» **Job**: Lay out every line of the material below as a Markdown table with the columns "Row" and "Line", numbering the rows and skipping blank lines. Leave the pictures out.

» **Available data**:
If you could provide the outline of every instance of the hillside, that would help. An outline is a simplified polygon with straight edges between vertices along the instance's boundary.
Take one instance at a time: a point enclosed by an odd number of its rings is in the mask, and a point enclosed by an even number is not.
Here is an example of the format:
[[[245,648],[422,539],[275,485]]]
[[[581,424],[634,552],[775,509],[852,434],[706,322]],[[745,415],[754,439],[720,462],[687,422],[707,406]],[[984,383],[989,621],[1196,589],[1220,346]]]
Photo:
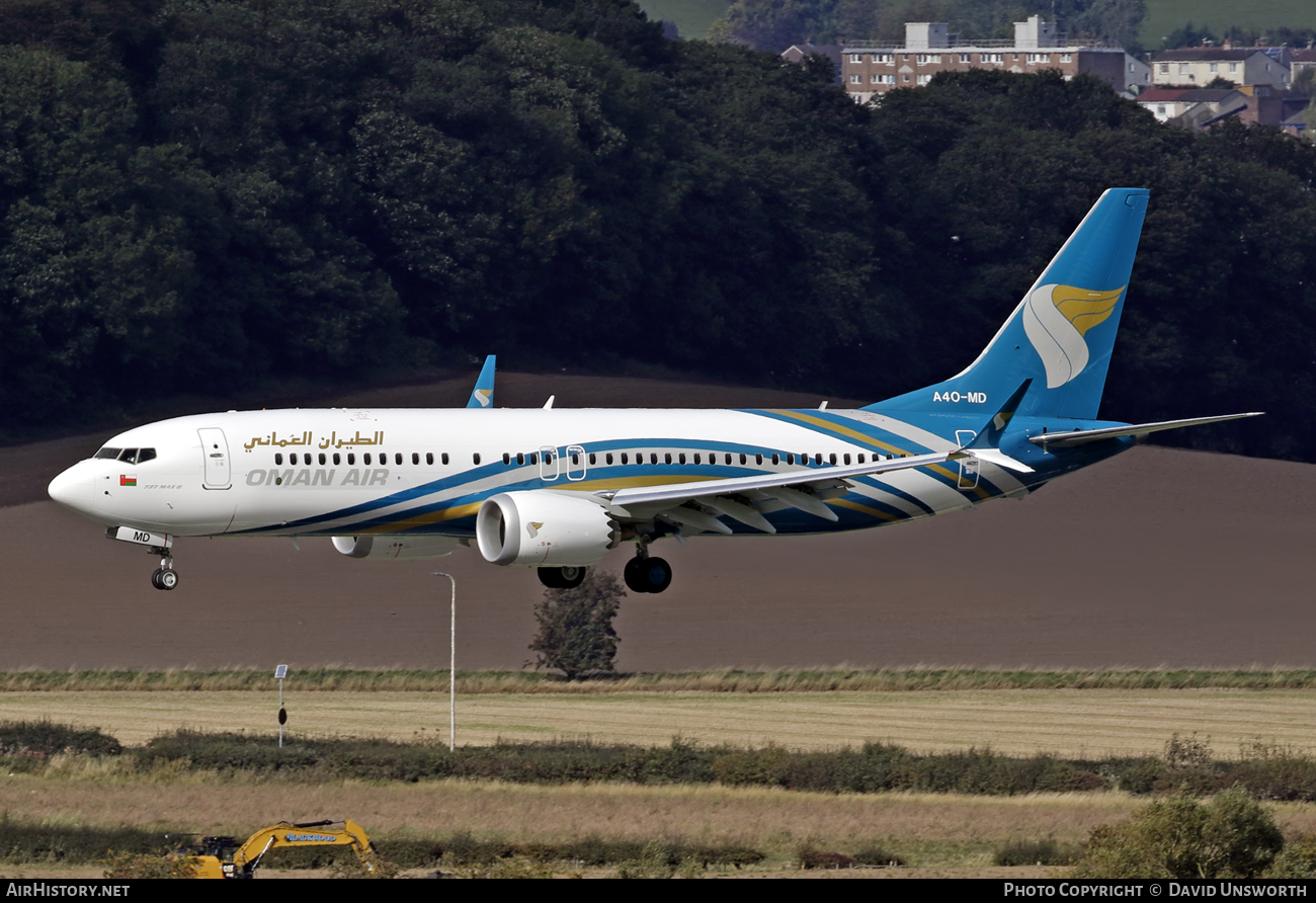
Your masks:
[[[1316,4],[1308,0],[1148,0],[1148,17],[1138,37],[1146,47],[1157,47],[1161,38],[1192,22],[1221,32],[1230,25],[1246,29],[1316,28]]]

» **Full solution**:
| Row | Line |
|---|---|
| 1 | If you could provide the outline of every instance of the hillside, that would help. An outline is a simplified polygon with straight edges between vertices along the instance's boundary. |
| 2 | Take one instance at a time: a point enclosed by an odd number of its rings is in the mask, and a point enclosed by an even number is not. |
| 3 | Here is an example of the format: |
| 4 | [[[245,648],[422,539],[275,485]]] |
| 5 | [[[581,424],[634,552],[775,509],[852,434],[706,322]],[[745,415],[754,439],[720,462],[687,422],[707,406]],[[984,383],[989,621],[1196,589],[1220,346]]] |
| 6 | Photo: |
| 7 | Your masks: |
| 8 | [[[1316,4],[1308,0],[1148,0],[1148,17],[1138,37],[1146,47],[1157,47],[1161,38],[1192,22],[1221,32],[1230,25],[1246,29],[1316,28]]] |